■ **YOUR TASK**
Write each entry out again exactly, with nothing omitted.

________________________

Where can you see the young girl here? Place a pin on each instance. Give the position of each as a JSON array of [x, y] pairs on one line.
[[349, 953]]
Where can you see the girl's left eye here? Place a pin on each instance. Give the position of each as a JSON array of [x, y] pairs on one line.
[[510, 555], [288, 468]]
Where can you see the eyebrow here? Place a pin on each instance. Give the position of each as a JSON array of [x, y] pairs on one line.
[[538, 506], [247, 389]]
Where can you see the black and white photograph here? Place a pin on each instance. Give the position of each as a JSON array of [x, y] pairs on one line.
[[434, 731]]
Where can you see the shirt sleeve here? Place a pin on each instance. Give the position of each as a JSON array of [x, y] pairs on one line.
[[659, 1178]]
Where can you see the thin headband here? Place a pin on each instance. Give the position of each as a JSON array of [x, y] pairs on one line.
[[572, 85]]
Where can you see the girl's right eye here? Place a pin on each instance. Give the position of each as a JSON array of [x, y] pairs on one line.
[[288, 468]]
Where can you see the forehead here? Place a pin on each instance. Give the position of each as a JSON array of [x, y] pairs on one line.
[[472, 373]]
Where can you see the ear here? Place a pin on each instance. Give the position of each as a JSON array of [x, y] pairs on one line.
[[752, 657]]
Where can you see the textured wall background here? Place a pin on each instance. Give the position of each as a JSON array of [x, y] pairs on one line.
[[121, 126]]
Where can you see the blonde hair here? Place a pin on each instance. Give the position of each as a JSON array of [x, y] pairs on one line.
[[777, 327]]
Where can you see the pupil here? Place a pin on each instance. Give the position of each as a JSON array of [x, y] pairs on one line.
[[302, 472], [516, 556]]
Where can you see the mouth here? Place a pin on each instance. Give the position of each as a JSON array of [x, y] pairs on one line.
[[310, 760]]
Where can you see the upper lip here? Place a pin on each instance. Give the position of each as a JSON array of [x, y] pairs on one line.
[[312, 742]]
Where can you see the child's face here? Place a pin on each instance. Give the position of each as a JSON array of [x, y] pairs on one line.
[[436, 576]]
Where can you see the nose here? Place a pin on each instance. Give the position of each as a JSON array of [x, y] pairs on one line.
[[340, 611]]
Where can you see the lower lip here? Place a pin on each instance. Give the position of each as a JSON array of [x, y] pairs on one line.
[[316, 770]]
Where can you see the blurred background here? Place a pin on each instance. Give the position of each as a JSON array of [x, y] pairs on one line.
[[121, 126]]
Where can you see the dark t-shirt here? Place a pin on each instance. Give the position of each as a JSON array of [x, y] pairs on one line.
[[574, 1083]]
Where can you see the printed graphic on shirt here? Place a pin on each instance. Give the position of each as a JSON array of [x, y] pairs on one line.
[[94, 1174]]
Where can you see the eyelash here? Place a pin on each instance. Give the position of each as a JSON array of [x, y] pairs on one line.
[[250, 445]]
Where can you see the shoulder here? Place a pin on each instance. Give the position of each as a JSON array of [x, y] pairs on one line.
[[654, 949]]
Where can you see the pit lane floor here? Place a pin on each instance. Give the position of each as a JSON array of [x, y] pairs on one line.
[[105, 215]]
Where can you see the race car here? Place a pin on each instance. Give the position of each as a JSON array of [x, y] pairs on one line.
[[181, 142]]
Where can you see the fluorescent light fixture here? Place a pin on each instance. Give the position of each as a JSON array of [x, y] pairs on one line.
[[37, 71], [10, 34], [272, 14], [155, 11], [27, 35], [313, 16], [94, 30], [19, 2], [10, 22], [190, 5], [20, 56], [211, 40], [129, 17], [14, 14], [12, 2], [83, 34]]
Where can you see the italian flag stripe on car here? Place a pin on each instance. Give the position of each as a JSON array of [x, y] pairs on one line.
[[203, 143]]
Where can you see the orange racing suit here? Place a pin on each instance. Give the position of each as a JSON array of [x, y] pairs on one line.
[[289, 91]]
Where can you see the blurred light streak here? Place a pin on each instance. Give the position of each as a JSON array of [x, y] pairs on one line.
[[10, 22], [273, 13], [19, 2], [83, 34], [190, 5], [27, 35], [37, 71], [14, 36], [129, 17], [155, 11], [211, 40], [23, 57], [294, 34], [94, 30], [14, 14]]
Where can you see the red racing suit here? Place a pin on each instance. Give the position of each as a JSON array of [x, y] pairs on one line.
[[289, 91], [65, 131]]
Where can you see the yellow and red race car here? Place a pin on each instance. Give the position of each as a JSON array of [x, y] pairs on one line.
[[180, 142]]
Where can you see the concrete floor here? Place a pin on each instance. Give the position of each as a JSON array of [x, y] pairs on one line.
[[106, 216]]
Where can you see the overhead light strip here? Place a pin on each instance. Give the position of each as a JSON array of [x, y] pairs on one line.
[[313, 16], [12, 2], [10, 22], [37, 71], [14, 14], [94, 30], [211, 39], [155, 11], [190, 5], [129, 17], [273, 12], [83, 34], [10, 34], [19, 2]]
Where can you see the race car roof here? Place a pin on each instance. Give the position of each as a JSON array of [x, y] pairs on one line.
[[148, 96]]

________________________

■ **WRITTEN ANSWER**
Where can you see the young girl here? Place a pin on each instance. Give the position of each as a JSON array of [x, y] pairs on one line.
[[349, 953]]
Where can you see the girl's left eye here? Place a pin on each instance. Give the position of each as a JSON array of [x, y] pairs on one line.
[[510, 555], [288, 468]]
Where can you see the eyebrow here? Place a pin on each instance. Give the position of each as a JSON array of [x, y] pairs on one line.
[[538, 506], [247, 389]]
Where can you see the black and white photograph here? Place a pin on each instance. Give the position of each as a JSON array of [x, y] pairs on one line.
[[434, 731]]
Where can you see the shirt sleeve here? Place a pin on each instance. Give the position of each as a JSON array of [x, y] pairs on one line.
[[659, 1178]]
Where can you see the thin headband here? Place a pin on each instance. Give the position of each as a JSON array of [x, y] pairs on one line.
[[572, 85]]
Where can you see the girl's right eye here? Place a pin on each instance. Give the position of each as a JSON array of [x, y] pairs on one line.
[[288, 468]]
Where can you see the forehead here? Place a pin on each instance. Give the position of each as a JSON array of [x, y] pairs on one line.
[[472, 373]]
Where can you see the ear here? Place a pin on each instance. Give the position of each as a JSON array of [x, y] pairs on one line.
[[752, 657]]
Where can you see the textured wall background here? Place a pin on each instance. Give the position of each as a JSON array of [x, y] pairs on one line.
[[121, 126]]
Where can you see the blonde hair here? Place a pin on each instance. Give the position of each as a JSON array of [x, y] pairs on one line.
[[777, 327]]
Where can you see the pupil here? Place a pin on each instance. Give the position of each as a JSON array of [x, y] pairs on one line.
[[302, 472], [516, 556]]
Where can you see the mouth here? Place a pin on each instance. Give the position of each as a JSON array of [x, y] pairs on one line.
[[310, 760]]
Where can you see the upper lip here? Place a pin on each instance. Give the position of each as a JSON array of [x, y] pairs on one line.
[[312, 742]]
Where can you see the child's face here? Place a pin on each instance. Give the position of each as a JSON array of [x, y] pairs on one line.
[[436, 576]]
Where can you see the nose here? Place a pin on each instance. Give the position of each as a JSON array of [x, y] pairs on one line.
[[340, 611]]
Where can you see the lower lip here? Place a pin on each instance. Give the position of each as a JSON array of [x, y] pairs on one line.
[[316, 770]]
Where can you see the blurred background here? Place a pin on each instance. Give the position of each as a JSON array of [x, y] pairs on one line.
[[121, 126]]
Where can you see the dark t-shirt here? Place a pin on each instance. Give the position of each as a JSON array of [x, y] pairs on one line.
[[574, 1083]]
Where can you see the printed graphic on shirt here? Place a pin on each instance. Give the position of each as a JSON array of [x, y] pairs on one line.
[[94, 1174]]
Where can you see the eyelash here? Place a pin on each instance. Give the position of each as a JSON array of [x, y] pairs on one line.
[[250, 445]]
Where can you see the shoulder here? Place a pin on each instance. Give the position of each as a JSON array of [x, y] pairs on one line.
[[654, 949]]
Where can you see the pit lane floor here? Place a pin on each instance. Give the position of each as a JSON array of [x, y] pairs on one line.
[[105, 215]]
Where can you see the race car here? Place a pin on each instance. Give the position of each as a JSON array of [x, y] pairs on one line.
[[181, 142]]
Where can you see the fluorescent light fixture here? Place a pin on each instance. Give the position of each as a JSON array of [x, y] pairs on one line.
[[37, 71], [10, 34], [272, 14], [155, 11], [27, 35], [313, 16], [94, 30], [19, 2], [10, 22], [190, 5], [20, 56], [211, 40], [129, 17], [14, 14], [12, 2], [83, 34]]
Where can you see the italian flag stripe on car here? Place a pin on each instance. Give the position of each as a JSON array of [x, y] pairs on one line.
[[203, 143]]
Where can you see the orange racing suit here? Place a pin on each instance. Give the position of each as a JSON array of [x, y] pairs on one line.
[[289, 91]]
Where can you see the blurred light streak here? Place a pin on each instance. Give the position of each as a JSON array of [x, y] pairs on one line.
[[10, 22], [273, 13], [19, 2], [83, 34], [190, 5], [27, 35], [37, 71], [14, 36], [129, 17], [155, 11], [211, 40], [23, 57], [294, 34], [94, 30], [14, 14]]
Where can you see the red racing suit here? Place a pin on each instance. Give the position of each as a JSON array of [x, y] pairs on one line.
[[289, 91], [65, 131]]
Where can you see the yellow and red race car here? Place a pin on each instance. Give the position of each as a JSON array of [x, y] pairs on one line.
[[180, 142]]
Where can you see the concrete floor here? Place a pin on each instance. Give the position of each as a JSON array of [x, y] pairs on one line.
[[106, 216]]
Where can you see the overhead light strip here? Place a pin on each instance. Give the position of each as a JSON array of [x, y] pairs on one line.
[[313, 16], [12, 2], [10, 22], [37, 71], [14, 14], [94, 30], [211, 39], [155, 11], [190, 5], [129, 17], [273, 12], [83, 34], [10, 34], [19, 2]]
Where can you see the race car roof here? Place a pin on each instance. Give the position of each as a JSON array of [x, y] pairs on one line.
[[148, 96]]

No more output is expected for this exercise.